[Items from a data source]

┄┄┄┄┄┄┄┄┄┄

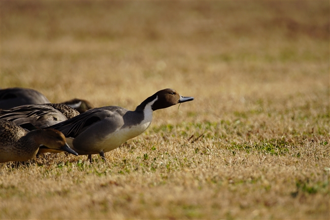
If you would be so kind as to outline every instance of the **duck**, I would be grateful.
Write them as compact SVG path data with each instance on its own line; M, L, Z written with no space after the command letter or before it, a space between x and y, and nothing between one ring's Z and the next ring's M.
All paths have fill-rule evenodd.
M64 104L25 105L0 110L0 119L11 121L29 130L59 123L80 113Z
M0 89L1 109L8 109L24 105L50 103L43 94L33 89L13 87ZM68 105L80 113L94 108L94 106L89 101L79 98L73 98L61 103Z
M78 155L58 130L46 128L28 131L12 122L0 120L0 163L31 159L40 145Z
M194 99L165 89L147 98L134 111L115 106L95 108L49 127L63 133L70 147L80 155L88 155L90 162L94 154L99 154L106 161L104 153L141 134L149 127L154 111ZM56 151L39 149L39 153L46 152Z

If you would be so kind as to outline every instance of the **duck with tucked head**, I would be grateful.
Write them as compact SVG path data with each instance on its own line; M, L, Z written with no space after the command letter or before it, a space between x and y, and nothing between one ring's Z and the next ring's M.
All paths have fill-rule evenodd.
M134 111L119 106L105 106L86 112L50 127L63 132L70 147L79 155L99 154L111 151L143 132L152 120L152 113L178 103L194 100L181 96L175 90L161 90L143 101ZM40 153L56 153L40 148Z
M40 145L78 155L69 147L65 137L58 130L46 128L28 132L13 122L0 120L0 163L32 159Z

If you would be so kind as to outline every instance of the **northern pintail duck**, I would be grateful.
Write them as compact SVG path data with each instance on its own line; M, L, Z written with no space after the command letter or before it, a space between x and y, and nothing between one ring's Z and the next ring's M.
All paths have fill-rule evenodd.
M79 155L88 155L90 161L91 155L98 154L105 160L104 152L117 148L148 128L154 111L193 100L193 97L182 96L175 90L166 89L147 98L134 111L118 106L97 108L51 127L72 138L71 142L66 139L70 147ZM39 151L47 152L50 151Z
M28 132L12 122L0 120L0 162L32 159L40 145L78 155L58 130L46 128Z
M66 104L49 103L0 110L0 119L11 121L31 130L48 127L79 114L78 111Z
M44 95L32 89L15 87L0 89L0 109L8 109L24 105L50 103ZM80 113L94 108L88 101L79 98L61 103L76 109Z

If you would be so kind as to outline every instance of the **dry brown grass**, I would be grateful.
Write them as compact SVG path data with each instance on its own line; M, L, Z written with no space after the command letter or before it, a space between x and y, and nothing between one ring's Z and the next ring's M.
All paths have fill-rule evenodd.
M195 100L90 164L0 165L1 219L329 219L329 2L2 1L1 88Z

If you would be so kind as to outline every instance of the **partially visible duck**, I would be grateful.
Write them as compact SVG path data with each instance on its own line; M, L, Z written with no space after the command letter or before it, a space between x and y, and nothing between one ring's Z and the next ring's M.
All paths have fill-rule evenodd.
M64 104L26 105L0 110L0 119L11 121L31 130L48 127L79 114Z
M32 89L15 87L0 89L0 109L7 109L24 105L50 103L42 94ZM88 101L78 98L61 103L69 105L81 113L94 107Z
M78 155L69 147L65 137L58 130L46 128L28 132L12 122L0 120L0 163L32 159L40 145Z
M50 103L39 92L32 89L9 88L0 90L0 109L7 109L23 105Z
M99 154L104 160L104 153L111 151L128 140L144 131L151 123L152 113L178 103L194 100L182 96L175 90L166 89L149 97L129 111L118 106L105 106L90 109L71 119L50 127L62 132L69 146L79 155ZM40 153L47 150L40 148ZM54 151L51 151L54 153Z
M95 108L94 106L87 100L79 98L74 98L61 103L76 109L80 113L83 113L88 110Z

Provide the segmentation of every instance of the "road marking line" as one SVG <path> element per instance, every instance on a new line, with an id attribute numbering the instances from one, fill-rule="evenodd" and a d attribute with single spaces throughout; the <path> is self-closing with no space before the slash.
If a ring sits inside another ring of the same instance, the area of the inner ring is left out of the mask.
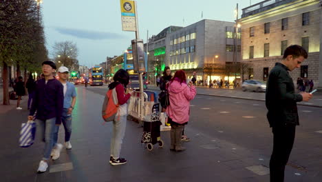
<path id="1" fill-rule="evenodd" d="M 72 163 L 64 163 L 50 165 L 50 173 L 73 170 Z"/>
<path id="2" fill-rule="evenodd" d="M 261 165 L 249 166 L 246 167 L 246 168 L 259 176 L 264 176 L 270 174 L 270 169 Z"/>
<path id="3" fill-rule="evenodd" d="M 303 112 L 312 112 L 312 110 L 301 110 Z"/>

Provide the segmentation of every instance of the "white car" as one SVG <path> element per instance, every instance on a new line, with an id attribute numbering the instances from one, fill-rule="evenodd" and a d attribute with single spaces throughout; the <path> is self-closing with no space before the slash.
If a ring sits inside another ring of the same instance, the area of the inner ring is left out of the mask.
<path id="1" fill-rule="evenodd" d="M 266 83 L 260 80 L 246 80 L 242 84 L 242 90 L 254 92 L 266 92 Z"/>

┄┄┄┄┄┄┄┄┄┄

Rewrite all of the rows above as a single numbered list, one line per entry, omitting blank lines and leaving the pictures out.

1. If you would be so kind as to outline every instance of the **duck**, I would be grateful.
2. Write them as compact SVG path data with each instance on its own line; M, L, Z written with no space after the command letter or before it, a space between x and y, and nothing between one ring's Z and the next ring's M.
3. All paths have fill-rule evenodd.
4. M64 104L25 105L0 110L0 119L11 121L29 130L59 123L80 113Z
5. M0 89L1 109L8 109L24 105L50 103L43 94L33 89L13 87ZM68 105L80 113L94 108L94 106L89 101L79 98L73 98L61 103Z
6. M78 155L58 130L46 128L28 131L12 122L0 120L0 163L31 159L40 145Z
7. M194 99L165 89L147 98L134 111L115 106L95 108L49 127L63 133L70 147L80 155L88 155L90 162L94 154L99 154L106 161L104 153L141 134L149 127L154 111ZM56 151L39 149L39 153L46 152Z
8. If you would be so kind as to outline every instance of the **duck with tucked head**, I would be grateful.
9. Write them as compact SVG path data with each instance on its own line; M, L, Z written with no space after the command letter or before it, a space between x and y, and nothing between one ring's Z and the next ring's M.
10. All paths have fill-rule evenodd.
11. M134 111L119 106L105 106L86 112L50 127L63 132L70 147L79 155L99 154L111 151L143 132L152 120L152 113L178 103L194 100L181 96L175 90L161 90L143 101ZM40 153L56 153L40 148Z
12. M40 145L78 155L69 147L65 137L58 130L46 128L28 132L13 122L0 120L0 163L32 159Z
13. If you would be so kind as to outline every instance of the **northern pintail duck**, I would be grateful.
14. Write them as compact SVG path data with each instance on its own line; M, L, Z written with no space after the command letter or before it, a space between x and y, and nothing between one ring's Z and the next ring's M.
15. All paths have fill-rule evenodd.
16. M79 155L88 155L90 161L91 155L98 154L105 160L104 152L117 148L148 128L154 111L193 100L193 97L182 96L175 90L166 89L147 98L134 111L118 106L97 108L51 127L72 138L71 142L66 139L70 147ZM39 151L47 152L50 151Z
17. M28 132L12 122L0 120L0 162L32 159L40 145L78 155L58 130L46 128Z
18. M66 104L49 103L0 110L0 119L11 121L31 130L48 127L79 114L78 111Z
19. M44 95L32 89L15 87L0 89L0 109L8 109L24 105L50 103ZM80 113L94 108L88 101L79 98L61 103L76 109Z
20. If you would be so kind as to outline every instance of the **dry brown grass**, I would be grateful.
21. Write them as compact SVG path data with each instance on its own line; M, L, Z written with no space after the command letter or before it, a space between x and y, and nothing between one ring's Z and the next ring's M.
22. All paths have fill-rule evenodd.
23. M195 100L90 164L0 165L1 219L329 219L329 2L2 1L1 88Z
24. If you would be so kind as to outline every instance of the **partially visible duck**, I would be grateful.
25. Write them as compact SVG path data with each instance on its own line; M, L, Z written with no space after the command letter or before it, a space between x and y, and nothing between one ring's Z and the next ring's M.
26. All paths have fill-rule evenodd.
27. M64 104L26 105L0 110L0 119L11 121L31 130L48 127L79 114Z
28. M32 89L15 87L0 89L0 109L7 109L24 105L50 103L42 94ZM88 101L78 98L61 103L69 105L81 113L94 107Z
29. M78 155L69 147L65 137L58 130L46 128L28 132L12 122L0 120L0 163L32 159L40 145Z
30. M50 103L39 92L32 89L9 88L0 90L0 109L7 109L23 105Z
31. M99 154L104 160L104 153L111 151L128 140L144 131L151 123L152 113L178 103L194 100L182 96L175 90L166 89L149 97L129 111L118 106L105 106L90 109L71 119L50 127L62 132L69 146L79 155ZM40 153L47 150L40 148ZM54 151L51 151L54 153Z
32. M95 108L94 106L87 100L79 98L74 98L61 103L76 109L80 113L83 113L88 110Z
33. Provide the segmentation of every instance of the "road marking line" as one SVG <path> element per instance, every instance on a new line, with an id attribute numbering the instances from one, fill-rule="evenodd" and a d attribute with single spaces throughout; the <path> is self-closing with no space before the slash.
34. If a ring sits inside another ring of the same instance, the area of the inner ring is left out of the mask.
35. <path id="1" fill-rule="evenodd" d="M 72 163 L 64 163 L 50 165 L 50 173 L 73 170 Z"/>
36. <path id="2" fill-rule="evenodd" d="M 261 165 L 249 166 L 246 167 L 246 168 L 259 176 L 264 176 L 270 174 L 270 169 Z"/>
37. <path id="3" fill-rule="evenodd" d="M 303 112 L 312 112 L 312 110 L 301 110 Z"/>
38. Provide the segmentation of every instance of the "white car" as one SVG <path> element per instance, every instance on a new line, with an id attribute numbering the instances from one, fill-rule="evenodd" and a d attribute with single spaces throughout; the <path> is self-closing with no space before the slash.
39. If a ring sits inside another ring of the same instance, the area of the inner ring is left out of the mask.
40. <path id="1" fill-rule="evenodd" d="M 266 83 L 260 80 L 246 80 L 242 84 L 242 90 L 254 92 L 266 92 Z"/>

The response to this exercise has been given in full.